**What is needed:** Carry on the blog post about saying goodbye to 2019, picking up right after its final sentence.

**Document segment:**
=-=-=-=-=

December 29, 2019
I am not sad to say goodbye to 2019.
I know I should focus on the positive things from 2019; I am always so encouraged by people who constantly, even in the worst circumstances are still seeing the the good in the situation. (Note to self- work on this in 2020.) I normally tend to remember things in a ‘rosey’ way…choosing to remember things fondly, forgetting any of the negative things that may have happened, etc. But when I look back at 2019 my vision is totally clouded by this overwhelming feeling of stress. Yes, in my mind, all I can think of when I glance back over 2019 is this overwhelming feeling of stress that I feel was there 85% of the time. Believe me, I know things could be worse and I feel guilty feeling so stressed and ‘whining’ when I know so many people are dealing with much worse struggles. But I guess it has helped me to fully realize that we all have struggles big and small and we all deal with them differently…
In my head I know the truth I’ve read and learned from the Bible and my faith. I believe all things happen for a reason and there’s a season for everything. My hope is in Jesus and that is what gets me through. I’m thankful for that. I’m not sure how people who do not have faith in Jesus manage in tough times; it would be even more overwhelming.
It’s funny as I think back to when I was pregnant with Henry, the theme of so many devotionals and Bible verses during that time was ‘prepare for an upcoming season of change.…’ Oy. Anyone who knows me, knows that I hate change. Things have definitely been different since baby #3 arrived. I wouldn’t trade him for the world, of course, but we can’t deny, it’s different. In addition to the usual ‘new baby different,’ there’s been some added stress of minor (compared to so many other possible worse situations) health issues for our little guy… ER visits, out of town specialist appointments, special diets, speech/OT appointments, and even a helicopter ride (hence the added gray hairs), not to mention a potential surgery looming in the future. I felt this baby and past year has aged me sooo much lol. I guess stress will do that to you (and help you lose your baby weight, only plus side lol).
Anyway, the point of this blog is not to whine to everyone…I hate that…I actually even hate talking about Henry’s health issues and when most people ask, unless they are close to me or known prayer warriors, I’ll probably just say ‘oh we’re pretty good/he’s doing pretty well’… (We’re probably all guilty of that at times..) I guess my point is we all have struggles and should all greet people with the perspective that we don’t know what each is going through. Maybe someone in the checkout line seemed like a jerk, but maybe they’re just having a tough time. Maybe it would be nice to say a quick little prayer for those people who we cross paths with.

=-=-=-=-=

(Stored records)
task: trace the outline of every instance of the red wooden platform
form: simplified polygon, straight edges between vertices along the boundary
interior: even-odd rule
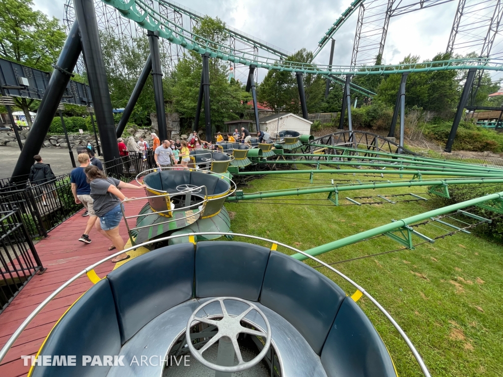
[[[143,191],[123,189],[122,191],[129,198],[145,196]],[[127,204],[126,215],[137,214],[145,203],[146,201],[141,200]],[[86,267],[116,252],[107,250],[111,244],[110,241],[95,229],[89,235],[91,243],[77,241],[89,218],[82,217],[82,213],[83,211],[81,211],[72,216],[35,245],[42,263],[47,270],[42,275],[35,275],[0,314],[0,348],[38,305],[63,283]],[[121,234],[126,242],[128,235],[124,220],[120,227]],[[112,271],[114,266],[111,262],[107,262],[95,271],[103,277]],[[56,322],[92,285],[87,276],[80,277],[50,302],[22,333],[2,361],[0,376],[26,375],[30,367],[23,366],[21,356],[37,353]]]

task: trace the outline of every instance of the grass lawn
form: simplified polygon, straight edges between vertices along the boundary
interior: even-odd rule
[[[313,185],[329,183],[332,179],[344,183],[346,179],[356,182],[357,179],[372,178],[319,174],[315,179],[323,180],[315,181]],[[384,179],[393,180],[398,177]],[[251,193],[309,185],[308,174],[285,174],[255,179],[241,188],[245,193]],[[426,187],[367,190],[342,193],[340,197],[413,193],[431,198],[425,194],[427,191]],[[228,203],[225,207],[233,216],[233,232],[263,237],[306,250],[387,224],[392,219],[404,218],[439,206],[432,199],[395,205],[336,207],[326,200],[326,194],[288,197],[253,203]],[[341,204],[347,203],[340,202]],[[416,229],[431,237],[452,230],[446,231],[431,225]],[[414,240],[414,243],[421,241],[419,238]],[[318,257],[332,263],[400,247],[391,239],[381,236]],[[291,253],[281,248],[278,250]],[[363,287],[391,314],[423,356],[432,375],[501,375],[502,245],[458,233],[434,244],[418,246],[414,250],[400,250],[333,266]],[[327,269],[318,269],[347,293],[354,293],[352,287]],[[405,343],[384,316],[365,298],[358,303],[384,339],[399,375],[422,375]]]

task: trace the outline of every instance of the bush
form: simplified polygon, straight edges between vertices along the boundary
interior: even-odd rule
[[[427,137],[445,143],[447,141],[452,127],[451,122],[437,120],[436,123],[427,124],[423,132]],[[452,149],[499,153],[503,151],[503,135],[472,123],[461,122],[459,123]]]
[[[313,124],[311,125],[311,131],[313,132],[317,132],[317,131],[321,130],[321,122],[316,119],[315,121],[313,122]]]
[[[69,134],[78,133],[79,130],[82,130],[84,132],[92,131],[93,127],[91,126],[91,117],[64,117],[65,126],[66,131]],[[89,127],[88,127],[89,125]],[[49,132],[51,134],[62,134],[63,125],[59,117],[56,117],[52,120],[51,126],[49,128]]]
[[[503,184],[451,185],[449,186],[450,199],[438,198],[435,200],[440,202],[440,205],[444,207],[480,198],[487,194],[501,192],[503,192]],[[498,216],[495,212],[477,207],[471,209],[469,212],[470,213],[478,215],[486,219],[492,219]],[[481,224],[475,227],[473,230],[470,230],[470,231],[480,237],[501,242],[503,241],[503,218],[493,219],[491,224],[486,223]]]

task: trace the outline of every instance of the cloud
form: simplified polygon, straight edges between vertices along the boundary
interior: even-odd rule
[[[99,1],[99,0],[98,0]],[[34,0],[35,7],[59,19],[63,18],[64,0]],[[352,2],[344,0],[183,0],[183,5],[291,52],[305,47],[314,51],[318,41]],[[390,22],[383,60],[397,63],[409,54],[422,60],[445,51],[457,2],[392,18]],[[334,36],[334,65],[351,62],[358,12]],[[495,45],[503,46],[501,38]],[[328,64],[329,43],[316,59]],[[261,70],[263,71],[264,70]],[[243,71],[244,72],[244,71]],[[238,72],[239,73],[239,72]],[[265,72],[260,72],[263,77]],[[245,73],[241,75],[245,76]]]

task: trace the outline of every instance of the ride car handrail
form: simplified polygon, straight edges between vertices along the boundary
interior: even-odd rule
[[[3,360],[6,355],[7,355],[7,352],[9,351],[9,350],[10,349],[11,347],[12,347],[13,345],[14,344],[14,342],[15,342],[16,339],[17,339],[17,338],[19,337],[19,336],[21,335],[23,331],[25,328],[26,328],[26,327],[30,324],[30,323],[35,317],[35,316],[42,311],[42,310],[46,306],[46,305],[47,305],[49,302],[50,302],[50,301],[52,301],[52,299],[54,299],[56,296],[57,296],[57,295],[59,294],[61,291],[62,291],[63,290],[64,290],[68,286],[69,286],[71,283],[76,280],[79,277],[80,277],[86,274],[88,275],[88,276],[90,274],[91,274],[92,276],[96,276],[96,272],[95,272],[94,271],[94,268],[95,268],[96,267],[99,266],[100,265],[102,264],[103,263],[105,263],[105,262],[110,260],[110,259],[113,258],[115,258],[118,255],[120,255],[120,254],[123,254],[123,253],[125,253],[128,251],[130,251],[135,249],[137,249],[139,247],[145,246],[148,245],[150,245],[151,244],[156,243],[157,242],[159,242],[163,241],[166,241],[167,240],[172,239],[174,238],[177,238],[181,237],[188,237],[189,239],[189,242],[192,242],[192,241],[191,241],[191,240],[192,239],[195,240],[196,239],[194,237],[196,236],[199,235],[204,236],[204,235],[220,235],[221,236],[231,236],[233,237],[243,237],[245,238],[251,238],[252,239],[260,240],[261,241],[264,241],[267,242],[270,242],[273,244],[272,249],[276,249],[276,248],[277,247],[277,246],[281,246],[289,250],[295,251],[296,253],[299,253],[300,254],[301,254],[305,256],[309,259],[312,259],[317,262],[317,263],[319,263],[320,264],[322,265],[323,266],[326,267],[327,268],[332,271],[332,272],[334,272],[339,276],[342,277],[343,279],[346,280],[349,283],[351,284],[353,287],[354,287],[355,288],[357,289],[357,290],[356,292],[357,294],[358,294],[358,292],[359,292],[361,294],[361,295],[365,296],[365,297],[367,298],[369,300],[370,300],[370,301],[377,307],[377,308],[381,311],[381,312],[384,315],[384,316],[388,319],[388,320],[391,323],[391,324],[393,325],[393,327],[398,332],[398,333],[400,334],[400,336],[401,336],[401,337],[403,339],[405,343],[407,344],[407,346],[409,347],[409,349],[412,352],[412,355],[414,356],[414,357],[415,358],[416,361],[417,361],[417,363],[419,364],[420,367],[421,369],[421,371],[423,372],[423,374],[425,376],[425,377],[431,377],[431,375],[430,374],[430,372],[429,371],[428,369],[426,366],[426,365],[425,364],[424,361],[423,360],[423,359],[421,357],[421,355],[419,354],[419,352],[415,349],[415,347],[414,346],[413,344],[412,344],[412,342],[410,341],[410,340],[408,338],[408,337],[407,336],[407,335],[405,333],[405,332],[402,329],[402,328],[400,327],[400,326],[396,322],[396,321],[393,319],[393,317],[391,317],[391,315],[390,315],[390,314],[388,313],[387,311],[386,311],[386,310],[381,305],[381,304],[380,304],[377,302],[377,301],[375,299],[374,299],[370,295],[370,294],[367,292],[363,287],[362,287],[359,285],[357,284],[352,279],[347,276],[346,275],[341,272],[340,271],[339,271],[338,270],[334,268],[333,267],[329,265],[329,264],[327,264],[324,262],[320,260],[319,259],[318,259],[315,257],[312,256],[312,255],[310,255],[309,254],[307,254],[307,253],[305,253],[304,251],[298,250],[298,249],[296,249],[295,248],[292,247],[292,246],[290,246],[288,245],[282,243],[281,242],[279,242],[277,241],[273,241],[272,240],[270,240],[267,238],[264,238],[262,237],[258,237],[257,236],[252,236],[248,234],[242,234],[241,233],[228,233],[228,232],[203,232],[199,233],[186,233],[185,234],[177,234],[174,236],[169,236],[167,237],[165,237],[162,238],[159,238],[155,240],[150,240],[149,241],[147,241],[146,242],[143,242],[143,243],[138,244],[138,245],[136,245],[134,246],[129,247],[127,249],[125,249],[124,250],[121,250],[120,251],[118,251],[117,252],[115,253],[112,254],[111,255],[109,255],[109,256],[106,257],[106,258],[102,259],[101,260],[97,262],[94,264],[92,264],[91,265],[89,266],[89,267],[88,267],[87,268],[84,269],[80,272],[77,273],[76,275],[70,278],[67,281],[66,281],[66,282],[64,283],[62,285],[61,285],[61,287],[60,287],[59,288],[56,290],[56,291],[55,291],[53,293],[50,295],[49,297],[47,297],[47,298],[44,300],[38,307],[37,307],[36,309],[35,309],[35,310],[34,310],[29,316],[28,316],[28,318],[27,318],[26,319],[25,319],[24,321],[23,321],[23,323],[22,323],[21,325],[19,326],[19,327],[18,327],[18,329],[16,330],[16,331],[14,332],[14,333],[13,334],[11,338],[9,339],[9,340],[7,341],[7,342],[6,343],[5,345],[4,345],[4,347],[2,348],[2,349],[0,350],[0,362],[2,362],[2,360]],[[194,242],[195,242],[195,241],[194,241]],[[92,281],[93,280],[92,280]],[[94,282],[94,281],[93,281],[93,282]]]

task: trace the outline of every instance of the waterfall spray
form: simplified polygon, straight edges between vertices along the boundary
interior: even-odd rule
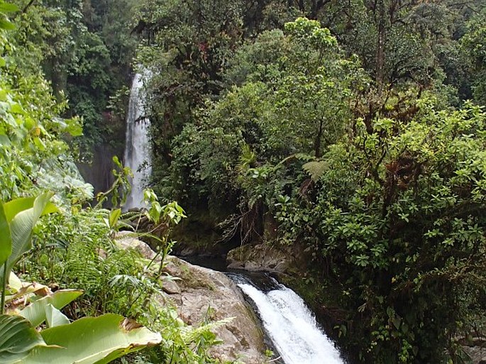
[[[133,172],[133,178],[130,181],[132,189],[126,198],[125,210],[142,206],[143,189],[152,172],[148,138],[150,122],[144,111],[145,97],[143,90],[143,81],[149,77],[148,72],[136,74],[130,92],[124,162]]]

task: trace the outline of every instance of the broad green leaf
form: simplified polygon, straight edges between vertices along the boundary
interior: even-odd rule
[[[11,275],[11,272],[10,275],[10,279],[11,279],[12,275]],[[17,279],[18,279],[17,277]],[[13,282],[13,285],[18,285],[16,282]],[[44,285],[41,285],[40,283],[37,283],[35,282],[32,282],[32,283],[22,283],[21,282],[21,289],[16,292],[14,294],[11,294],[9,296],[7,296],[6,297],[6,302],[11,301],[13,299],[16,299],[18,297],[21,297],[23,296],[26,296],[27,294],[29,294],[31,293],[33,293],[35,294],[37,294],[38,296],[45,296],[46,294],[49,292],[49,287],[48,286],[45,286]],[[11,287],[12,288],[14,288],[13,285],[9,282],[9,287]],[[15,288],[14,288],[15,289]]]
[[[1,13],[13,13],[14,11],[18,11],[20,9],[18,6],[13,4],[9,3],[1,3],[0,4],[0,12]]]
[[[55,206],[49,202],[52,196],[52,193],[47,192],[33,199],[31,197],[17,199],[4,204],[12,240],[12,253],[6,262],[7,274],[22,255],[31,248],[32,230],[39,217],[57,211]],[[2,270],[0,279],[3,275]]]
[[[20,311],[19,314],[27,319],[32,326],[38,326],[47,318],[48,307],[61,309],[62,307],[76,299],[82,291],[76,289],[61,289],[55,292],[52,295],[46,296],[31,303]]]
[[[15,26],[8,20],[0,18],[0,29],[6,29],[7,31],[12,31],[15,29]]]
[[[44,340],[31,324],[20,316],[0,315],[0,363],[19,363]]]
[[[45,307],[45,321],[48,326],[55,327],[70,324],[70,320],[62,312],[59,311],[52,304],[48,304]]]
[[[114,228],[118,222],[120,216],[121,215],[121,209],[116,209],[110,212],[109,216],[109,226]]]
[[[41,332],[45,342],[62,348],[36,348],[23,364],[105,364],[162,338],[122,316],[85,317]]]
[[[12,253],[12,239],[10,237],[10,227],[5,216],[4,204],[0,202],[0,269]]]
[[[13,272],[10,272],[10,277],[9,278],[9,286],[13,288],[15,292],[19,292],[23,287],[22,281],[17,277]]]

=-=-=-=-=

**Reply to the task:**
So, I’m sorry to anyone that crossed my path..and mostly to my household family for being difficult to love/live with at times. For times I seemed grumpy or distant, or didn’t check in enough or stop to visit, for having to say ‘no’ at times..etc. I felt down right miserable sometimes. Feeling stressed and/or overwhelmed 90% of every day isn’t a fun feeling.
But here’s to a New Year! A fresh start! I’ve always been one for New Year’s resolutions- from giving up pop and cookies when I was 12, to running 1200 miles in a year, to practicing being intentional- I honestly try to keep them, unlike the other reported 80% who fade off by February. I’m going to try something new, in addition to making some resolutions, I’m going to have a ‘verse of the year.’ I came across a verse in my devotional this morning that spoke to me and felt it should be a focus for me for 2020.
1 Thessalonians 5:16-18
16 Rejoice always, 17 pray continually, 18 give thanks in all circumstances; for this is God’s will for you in Christ Jesus.
I’m going to write a few copies of it and place it several places I’ll see it regularly throughout my day. I would like to challenge you to do the same. Make a resolution for 2020, something you want to improve on, something attainable. Then also pray and ask God to lead you to a verse to be your focus for the upcoming year. Lastly, consider praying for those who cross your path that might be having their own struggles (aren’t we all in some way or another?).
Here’s to a New Year ahead! A year of prayer, rejoicing (in all circumstances), and sharing more love and feeling more grace. I haven’t decided completely on my running goal for the year…I’d like to ‘run the year,’ but I know I don’t have time for that big of a commitment right now. I’m going to shoot for something more than the 1200 miles I’ve done in the past and also a new goal of a 4 hour marathon. I’d also like to get back to sharing recipes more often…I’d like to resolve to blog once a week but I know what my ‘free time’ looks like and I only make practical/attainable resolutions. 😜 Don’t set yourself up for failure.
Thanks for caring, because I’m sure you must if you made it through all that! ☝️😉😁♥️
Happy New Year!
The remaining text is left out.